Would you set down the data that follows, word for word, without any pictures?

* * * * *

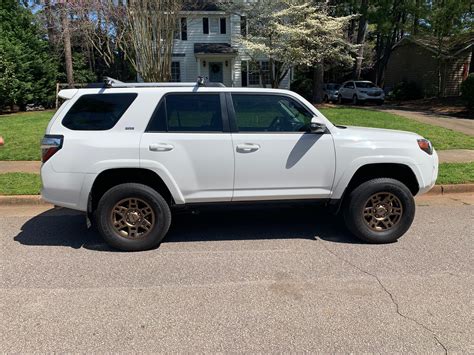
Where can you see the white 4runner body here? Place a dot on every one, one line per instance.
(197, 144)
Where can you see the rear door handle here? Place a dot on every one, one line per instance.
(247, 147)
(161, 147)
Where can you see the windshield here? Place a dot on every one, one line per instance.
(365, 85)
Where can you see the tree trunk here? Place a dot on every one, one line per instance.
(67, 46)
(361, 33)
(49, 22)
(318, 80)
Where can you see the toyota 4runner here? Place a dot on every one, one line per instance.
(128, 154)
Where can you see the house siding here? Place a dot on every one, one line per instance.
(193, 66)
(412, 62)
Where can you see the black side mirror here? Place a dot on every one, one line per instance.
(317, 127)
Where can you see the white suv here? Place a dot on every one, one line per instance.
(360, 92)
(127, 154)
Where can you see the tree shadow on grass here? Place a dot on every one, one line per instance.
(62, 227)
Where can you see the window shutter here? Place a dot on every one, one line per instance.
(184, 29)
(244, 73)
(243, 26)
(223, 25)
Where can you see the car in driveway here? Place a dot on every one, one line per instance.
(130, 154)
(330, 92)
(359, 92)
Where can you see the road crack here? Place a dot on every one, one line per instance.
(392, 298)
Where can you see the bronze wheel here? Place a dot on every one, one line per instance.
(382, 211)
(132, 218)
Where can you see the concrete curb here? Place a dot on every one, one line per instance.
(28, 200)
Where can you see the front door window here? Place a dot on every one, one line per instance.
(216, 72)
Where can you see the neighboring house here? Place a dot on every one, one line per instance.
(416, 59)
(207, 43)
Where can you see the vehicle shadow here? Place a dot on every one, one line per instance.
(61, 227)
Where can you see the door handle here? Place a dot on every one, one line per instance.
(247, 147)
(161, 147)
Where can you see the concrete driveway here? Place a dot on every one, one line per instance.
(287, 279)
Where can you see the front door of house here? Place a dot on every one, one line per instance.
(216, 74)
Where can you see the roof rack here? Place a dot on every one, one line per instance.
(114, 83)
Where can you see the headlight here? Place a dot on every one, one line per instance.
(426, 146)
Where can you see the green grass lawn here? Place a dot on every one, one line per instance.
(19, 184)
(22, 133)
(29, 184)
(455, 173)
(441, 138)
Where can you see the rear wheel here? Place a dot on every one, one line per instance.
(379, 210)
(133, 217)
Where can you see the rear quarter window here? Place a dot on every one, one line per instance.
(97, 112)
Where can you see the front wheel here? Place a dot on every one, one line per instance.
(133, 217)
(379, 210)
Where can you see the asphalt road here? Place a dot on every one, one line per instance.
(242, 280)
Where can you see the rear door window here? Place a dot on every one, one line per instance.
(97, 112)
(188, 113)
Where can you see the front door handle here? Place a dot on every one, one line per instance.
(161, 147)
(247, 147)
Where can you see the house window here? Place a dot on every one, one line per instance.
(243, 26)
(254, 73)
(214, 25)
(175, 72)
(181, 31)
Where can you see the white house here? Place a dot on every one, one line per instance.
(207, 44)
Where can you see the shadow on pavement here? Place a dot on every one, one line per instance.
(62, 227)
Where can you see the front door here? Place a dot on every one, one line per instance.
(216, 74)
(275, 156)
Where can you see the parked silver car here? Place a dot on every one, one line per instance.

* * * * *

> Response for this exercise:
Where can you see the white 4runner body here? Place a dot on every one, one line per instance.
(197, 144)
Where can you see the rear door handle here? Place a dot on every one, one line per instance.
(247, 147)
(161, 147)
Where can you see the windshield here? Place a dot on every one, one line per instance.
(365, 85)
Where can you see the tree trunk here? Place a dot on every one, one line per instance.
(67, 46)
(361, 33)
(49, 22)
(318, 80)
Where can you see the toyota 4runner here? Place a dot on every one, one line per instance.
(128, 154)
Where can you see the house siding here? Place a dot on every one, one line per instance.
(193, 66)
(412, 62)
Where can you see the black side mirror here? Place a dot on every one, one line per instance.
(317, 127)
Where can you see the white suv here? Place a dot on every one, one line per instance.
(360, 92)
(127, 154)
Where can you see the tree shadow on grass here? Place a dot on every one, one line per instance.
(62, 227)
Where can you see the window shutter here? Place a dot on every one, one line per instance.
(184, 29)
(244, 73)
(243, 26)
(223, 25)
Where can you see the car in driveway here? Place a dot on every one, one line per instance.
(130, 154)
(330, 92)
(359, 92)
Where can you see the road crack here? Place a dot on every one, one line per instance.
(392, 298)
Where can you see the bronze wheel here? Place a dot on every one, one line per instance.
(382, 211)
(132, 218)
Where can you see the concrete curb here? Place a dot on every one, one line per instance.
(28, 200)
Where can you see the front door window here? Place a dot on every one, one line per instance.
(216, 72)
Where can you see the neighboring house here? Place a dot on every one, one line per instance.
(416, 59)
(207, 43)
Where can you see the vehicle shadow here? Place a dot on every one, one line per instance.
(61, 227)
Where can you see the door handle here? Place a dot on every one, one line per instance.
(247, 147)
(161, 147)
Where can you see the concrete driveway here? Place a dot on every one, one line per instance.
(287, 279)
Where can you see the front door of house here? Place a dot on every one, one line per instance.
(216, 74)
Where can you see the roof rack here? Place a dot on every one, one line per instance.
(114, 83)
Where can you see the headlight here? Place a dot on every one, one line per instance.
(426, 146)
Where can you see the green grass lawn here? Place a dot on every one, one line per instance.
(19, 184)
(22, 133)
(29, 184)
(455, 173)
(441, 138)
Where can you see the rear wheel here? Place a dot on every one, one line per instance.
(379, 210)
(133, 217)
Where can you see the rear quarter window here? Place a dot on every one, one line per instance.
(97, 112)
Where can you see the front wheel here? Place a dot on every one, one line per instance.
(133, 217)
(379, 210)
Where can you see the asphalt road here? Place a dot on every one, one line per instance.
(242, 280)
Where can you see the rear door window here? Place a dot on every one, one line per instance.
(97, 112)
(188, 113)
Where can you see the front door handle here? Place a dot on every one, one line per instance.
(161, 147)
(247, 147)
Where can you see the house window here? Place a dot on every one, one line per instance.
(243, 26)
(254, 73)
(214, 25)
(175, 72)
(181, 31)
Where can you see the white house here? Place a dot on every one, one line per instance.
(207, 44)
Where can you see the shadow on pavement here? Place a dot on every one, one line per instance.
(62, 227)
Where can you see the front door here? Place a dot on every one, one line per instance.
(216, 74)
(275, 156)
Where can you see the parked silver car here? Place a dot on every one, one line per instance.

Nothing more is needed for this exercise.